══ Text passage ══

From: Ruszlan Gaszanov (firstname.lastname@example.org)
Date: Tue Jan 23 2007 - 06:53:54 CST
Kenneth Whistler wrote:
> "Wasting" 1 octet out of 4 is a non-issue.
So you are saying that, because we have enough storage space not to count every bit,
we should garbage it with meaningless NUL bytes at every possible opportunity,
simply because we can *afford to*? Like storing 24bpp graphics in 32bpp format? Why
not UTF-64 and 64bps bitmaps while we are at it? (What the heck - storage space is a
But if you are *really serious* about garbageng your HD with meaningless NULs, I
personally recommend appending \x00 to garbage.bin file in infinite loop - this
method requires maximum 3 lines of code, while being ultimately superior to any
other approach! ;)
> UTF-21/24 is only a compression win when compared against UTF-32,
> but implementers *already* have better options in UTF-8 or UTF-16,
> if they are counting bytes.
UTF-8 and UTF-16 provide better compression for *some* ranges at the expense of
*others* - based on the authors' preferences for certain scripts. This is comparable
to a 24bpp graphics encoding format, which would encode blue component with 8 bit at
the expense of encoding red with 32 bit, simply because the author likes shades of
blue and dislikes shades of red.

═══
══ Records shown ══

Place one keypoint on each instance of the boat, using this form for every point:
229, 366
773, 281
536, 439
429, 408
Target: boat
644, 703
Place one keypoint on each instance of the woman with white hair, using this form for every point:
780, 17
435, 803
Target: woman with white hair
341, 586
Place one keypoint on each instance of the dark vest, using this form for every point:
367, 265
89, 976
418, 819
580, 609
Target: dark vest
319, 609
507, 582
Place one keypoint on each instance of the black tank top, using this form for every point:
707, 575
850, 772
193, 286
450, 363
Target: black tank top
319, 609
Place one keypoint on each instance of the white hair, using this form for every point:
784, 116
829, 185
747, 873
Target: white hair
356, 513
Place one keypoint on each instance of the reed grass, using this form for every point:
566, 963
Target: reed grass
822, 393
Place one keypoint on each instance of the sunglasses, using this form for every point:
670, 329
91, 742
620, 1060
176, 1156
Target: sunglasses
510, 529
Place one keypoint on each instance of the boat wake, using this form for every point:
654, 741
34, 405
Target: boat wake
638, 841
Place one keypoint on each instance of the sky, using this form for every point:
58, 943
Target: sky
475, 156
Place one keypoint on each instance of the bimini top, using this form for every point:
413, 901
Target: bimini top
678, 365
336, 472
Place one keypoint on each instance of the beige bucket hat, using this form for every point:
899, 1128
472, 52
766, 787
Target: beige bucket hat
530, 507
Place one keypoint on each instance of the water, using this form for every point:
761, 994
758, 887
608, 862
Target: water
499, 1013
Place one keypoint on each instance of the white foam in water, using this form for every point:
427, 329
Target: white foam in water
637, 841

═══

Set problem A: Summarize the email about Unicode encodings in two sentences.
Set problem B: Retype the email about Unicode encodings from the words "From: Ruszlan Gaszanov" to the words "is a non-issue.".

Correct output A: Replying to Kenneth Whistler's remark that wasting one octet out of four is a non-issue, Ruszlan Gaszanov asks whether having enough storage justifies filling it with meaningless NUL bytes, likening this to storing 24bpp graphics in 32bpp format. He also contends that UTF-8 and UTF-16 give better compression for some ranges at the expense of others, based on their authors' preferences for certain scripts.

Correct output B:
From: Ruszlan Gaszanov (firstname.lastname@example.org)
Date: Tue Jan 23 2007 - 06:53:54 CST
Kenneth Whistler wrote:
> "Wasting" 1 octet out of 4 is a non-issue.